**AIM OF THE TASK:** Reproduce the listing verbatim.

**DATA SUPPLIED:**
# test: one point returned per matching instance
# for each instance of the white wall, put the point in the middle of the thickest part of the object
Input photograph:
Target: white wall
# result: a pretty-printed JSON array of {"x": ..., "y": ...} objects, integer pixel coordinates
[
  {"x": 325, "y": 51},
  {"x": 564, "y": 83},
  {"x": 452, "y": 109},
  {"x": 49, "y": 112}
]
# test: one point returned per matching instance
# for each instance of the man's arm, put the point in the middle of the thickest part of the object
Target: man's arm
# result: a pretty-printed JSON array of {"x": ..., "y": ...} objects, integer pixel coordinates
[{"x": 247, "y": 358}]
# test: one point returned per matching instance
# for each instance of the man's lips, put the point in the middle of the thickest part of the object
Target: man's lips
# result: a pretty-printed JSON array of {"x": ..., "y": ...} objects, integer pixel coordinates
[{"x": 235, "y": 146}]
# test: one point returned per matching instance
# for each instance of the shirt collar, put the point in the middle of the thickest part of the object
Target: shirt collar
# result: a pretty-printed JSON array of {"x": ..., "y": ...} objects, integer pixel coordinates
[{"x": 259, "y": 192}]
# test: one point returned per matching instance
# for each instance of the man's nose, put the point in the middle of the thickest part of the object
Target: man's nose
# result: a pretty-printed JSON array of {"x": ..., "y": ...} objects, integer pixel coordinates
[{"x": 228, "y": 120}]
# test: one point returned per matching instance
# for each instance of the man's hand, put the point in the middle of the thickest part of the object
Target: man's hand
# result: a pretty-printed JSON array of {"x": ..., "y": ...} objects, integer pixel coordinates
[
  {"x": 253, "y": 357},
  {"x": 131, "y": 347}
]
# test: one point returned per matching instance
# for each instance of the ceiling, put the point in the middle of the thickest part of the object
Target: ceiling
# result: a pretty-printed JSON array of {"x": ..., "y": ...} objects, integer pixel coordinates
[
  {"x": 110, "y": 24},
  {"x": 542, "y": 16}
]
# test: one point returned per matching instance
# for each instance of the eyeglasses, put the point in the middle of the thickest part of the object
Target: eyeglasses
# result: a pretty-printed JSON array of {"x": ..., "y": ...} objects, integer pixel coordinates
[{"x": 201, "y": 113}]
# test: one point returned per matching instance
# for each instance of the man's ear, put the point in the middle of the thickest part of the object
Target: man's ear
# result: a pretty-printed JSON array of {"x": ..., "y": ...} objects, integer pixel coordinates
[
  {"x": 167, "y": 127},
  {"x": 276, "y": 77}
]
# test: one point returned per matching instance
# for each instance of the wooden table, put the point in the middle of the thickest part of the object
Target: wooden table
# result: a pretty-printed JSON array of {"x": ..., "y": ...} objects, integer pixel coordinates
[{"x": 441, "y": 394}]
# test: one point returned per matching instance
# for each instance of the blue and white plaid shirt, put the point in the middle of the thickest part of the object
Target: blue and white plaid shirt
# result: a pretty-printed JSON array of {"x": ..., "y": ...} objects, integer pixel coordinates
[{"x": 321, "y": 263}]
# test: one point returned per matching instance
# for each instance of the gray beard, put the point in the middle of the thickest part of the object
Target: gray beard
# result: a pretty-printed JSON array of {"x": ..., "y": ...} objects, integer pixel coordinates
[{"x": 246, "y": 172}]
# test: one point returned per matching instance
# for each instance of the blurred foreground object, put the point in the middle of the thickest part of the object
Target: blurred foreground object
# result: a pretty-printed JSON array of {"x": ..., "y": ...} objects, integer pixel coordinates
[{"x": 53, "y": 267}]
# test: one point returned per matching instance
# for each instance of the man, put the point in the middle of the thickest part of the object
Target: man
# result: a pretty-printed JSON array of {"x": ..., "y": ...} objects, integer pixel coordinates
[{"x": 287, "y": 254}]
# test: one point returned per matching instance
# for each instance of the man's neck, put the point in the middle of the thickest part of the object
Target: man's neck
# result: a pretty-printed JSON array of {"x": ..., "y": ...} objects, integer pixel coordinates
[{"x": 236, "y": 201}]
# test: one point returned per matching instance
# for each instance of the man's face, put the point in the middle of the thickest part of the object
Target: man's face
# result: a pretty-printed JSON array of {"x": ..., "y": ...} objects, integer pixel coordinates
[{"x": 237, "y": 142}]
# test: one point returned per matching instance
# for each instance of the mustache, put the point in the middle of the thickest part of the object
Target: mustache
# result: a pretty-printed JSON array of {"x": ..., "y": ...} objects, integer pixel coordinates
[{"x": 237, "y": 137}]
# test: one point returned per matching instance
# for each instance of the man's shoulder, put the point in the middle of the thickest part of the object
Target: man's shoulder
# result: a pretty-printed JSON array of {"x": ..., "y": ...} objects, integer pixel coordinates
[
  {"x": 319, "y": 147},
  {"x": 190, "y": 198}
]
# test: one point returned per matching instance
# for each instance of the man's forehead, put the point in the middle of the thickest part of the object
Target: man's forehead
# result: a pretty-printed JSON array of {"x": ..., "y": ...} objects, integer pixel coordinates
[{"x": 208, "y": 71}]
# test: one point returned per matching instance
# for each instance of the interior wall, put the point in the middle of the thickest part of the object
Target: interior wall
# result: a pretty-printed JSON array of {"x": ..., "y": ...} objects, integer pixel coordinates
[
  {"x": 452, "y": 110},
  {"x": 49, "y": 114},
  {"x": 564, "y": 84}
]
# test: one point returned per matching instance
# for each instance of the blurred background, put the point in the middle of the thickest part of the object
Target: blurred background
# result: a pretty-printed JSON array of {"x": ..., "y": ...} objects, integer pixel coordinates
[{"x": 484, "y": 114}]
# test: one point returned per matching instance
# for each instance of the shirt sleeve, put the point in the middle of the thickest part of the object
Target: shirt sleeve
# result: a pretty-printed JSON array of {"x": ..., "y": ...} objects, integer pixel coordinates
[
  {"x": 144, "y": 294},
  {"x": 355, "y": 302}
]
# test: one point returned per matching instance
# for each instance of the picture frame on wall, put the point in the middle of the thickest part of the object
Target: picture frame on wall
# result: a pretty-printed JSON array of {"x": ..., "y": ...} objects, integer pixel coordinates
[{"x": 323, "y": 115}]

**RESPONSE:**
# test: one point returned per matching instance
# for each instance of the white wall, put the point in the middle of the thickest part of the object
Input photograph:
Target: white wall
# result: a pretty-printed JSON array of {"x": ..., "y": ...} objects, integer pixel coordinates
[
  {"x": 325, "y": 51},
  {"x": 564, "y": 83},
  {"x": 452, "y": 109},
  {"x": 49, "y": 112}
]
# test: one point returned per matching instance
# for each instance of the man's arm, put the point in the middle of the thickest part of the object
Target: man's arm
# result: a pretty-printed JSON array of {"x": ..., "y": ...} objects, integer pixel coordinates
[{"x": 247, "y": 358}]
# test: one point returned per matching instance
# for each instance of the man's lips, put the point in the middle of the thickest part of the object
Target: man's lips
# result: a pretty-printed JSON array of {"x": ..., "y": ...} objects, integer pixel coordinates
[{"x": 235, "y": 146}]
# test: one point returned per matching instance
# for each instance of the shirt collar, put the point in the middle of the thickest part of the object
Target: shirt collar
# result: a pretty-printed JSON array of {"x": ..., "y": ...} objects, integer pixel coordinates
[{"x": 259, "y": 192}]
# test: one point returned per matching instance
# for each instance of the man's nose, put the point in the middle of the thickest part of the object
Target: man's nose
# result: a pretty-printed JSON array of {"x": ..., "y": ...} objects, integer pixel coordinates
[{"x": 228, "y": 120}]
# test: one point returned per matching instance
# for each instance of the man's hand, put the point in the middle of the thickest part of the object
Target: man's hand
# result: a pretty-printed JSON array of {"x": ..., "y": ...} objects, integer pixel coordinates
[
  {"x": 253, "y": 357},
  {"x": 131, "y": 347}
]
# test: one point returned per matching instance
# for each instance of the ceiling, put the point in the middle of the thickest part of the object
Target: ceiling
# result: a pretty-printed JSON array of {"x": ..., "y": ...} objects, integer pixel coordinates
[
  {"x": 110, "y": 24},
  {"x": 542, "y": 16}
]
# test: one point returned per matching instance
# for each instance of the eyeglasses, put the point in the middle of the thickest part of the object
Target: eyeglasses
# result: a pretty-printed JSON array of {"x": ..., "y": ...} objects, integer pixel coordinates
[{"x": 201, "y": 113}]
# test: one point returned per matching instance
# for each instance of the man's ear, put the point in the middle of the thickest part of the object
Target: man's ear
# result: a pretty-printed JSON array of {"x": ..., "y": ...} objects, integer pixel coordinates
[
  {"x": 167, "y": 127},
  {"x": 276, "y": 77}
]
# test: one point returned per matching instance
# for each instance of the wooden table, put the point in the middle of the thickest part of the object
Target: wooden table
# result: a pretty-printed JSON array of {"x": ..., "y": ...} objects, integer pixel coordinates
[{"x": 441, "y": 394}]
# test: one point returned per matching instance
# for each instance of the blue and white plaid shirt, put the point in the middle of the thickest part of the object
Target: blue and white plaid shirt
# result: a pretty-printed JSON array of {"x": ..., "y": ...} objects, integer pixel coordinates
[{"x": 321, "y": 263}]
# test: one point returned per matching instance
# for each instance of the gray beard, put the point in the middle of the thickest part of the object
Target: gray beard
# result: a pretty-printed JSON array of {"x": ..., "y": ...} objects, integer pixel coordinates
[{"x": 246, "y": 172}]
# test: one point returned per matching instance
# for each instance of the blurred foreground object, put the point in the middle of the thickest part of the object
Target: blurred foreground object
# result: a pretty-printed JSON array of {"x": ..., "y": ...} objects, integer pixel coordinates
[{"x": 53, "y": 267}]
# test: one point returned per matching instance
# for each instance of the man, put the point in the middle of the thickest part of the object
Target: man
# result: a pretty-printed JSON array of {"x": ..., "y": ...} objects, integer pixel coordinates
[{"x": 287, "y": 254}]
# test: one point returned per matching instance
# for each instance of the man's neck, put the point in the middle of the thickest part of the object
Target: man's neck
# result: a pretty-printed JSON array of {"x": ..., "y": ...} objects, integer pixel coordinates
[{"x": 236, "y": 201}]
# test: one point returned per matching instance
# for each instance of the man's face, put the point in the middle of the thickest part of the object
Target: man's face
# result: a pretty-printed JSON array of {"x": ..., "y": ...} objects, integer pixel coordinates
[{"x": 237, "y": 142}]
# test: one point returned per matching instance
# for each instance of the mustache, put the point in the middle of the thickest part of the object
Target: mustache
# result: a pretty-printed JSON array of {"x": ..., "y": ...} objects, integer pixel coordinates
[{"x": 237, "y": 137}]
# test: one point returned per matching instance
# for each instance of the man's shoulder, put the point in the middle of the thickest part of the object
Target: man's shoulder
# result: a pretty-printed JSON array of {"x": ..., "y": ...} objects, integer pixel coordinates
[
  {"x": 319, "y": 147},
  {"x": 190, "y": 198}
]
# test: one point returned per matching instance
# for each instance of the man's forehead, put the point in the middle of the thickest part of the object
Target: man's forehead
# result: a pretty-printed JSON array of {"x": ..., "y": ...} objects, integer pixel coordinates
[{"x": 208, "y": 71}]
# test: one point returned per matching instance
# for each instance of the interior wall, put the point in the middle of the thickest part of the object
Target: interior wall
# result: a pretty-printed JSON array of {"x": ..., "y": ...} objects, integer pixel coordinates
[
  {"x": 452, "y": 110},
  {"x": 49, "y": 114},
  {"x": 564, "y": 84}
]
# test: one point returned per matching instance
# for each instance of the blurred background, put the point in the middle of the thickest part of the object
Target: blurred background
# result: a pretty-printed JSON array of {"x": ..., "y": ...} objects, integer pixel coordinates
[{"x": 484, "y": 114}]
# test: one point returned per matching instance
# for each instance of the shirt sleeve, put the point in the middle of the thickest part of the object
Target: shirt sleeve
# result: a pretty-printed JSON array of {"x": ..., "y": ...} objects, integer pixel coordinates
[
  {"x": 144, "y": 294},
  {"x": 355, "y": 302}
]
# test: one point returned per matching instance
# for each instance of the picture frame on wall, put the point in the middle of the thickest part of the object
Target: picture frame on wall
# result: a pretty-printed JSON array of {"x": ..., "y": ...} objects, integer pixel coordinates
[{"x": 323, "y": 115}]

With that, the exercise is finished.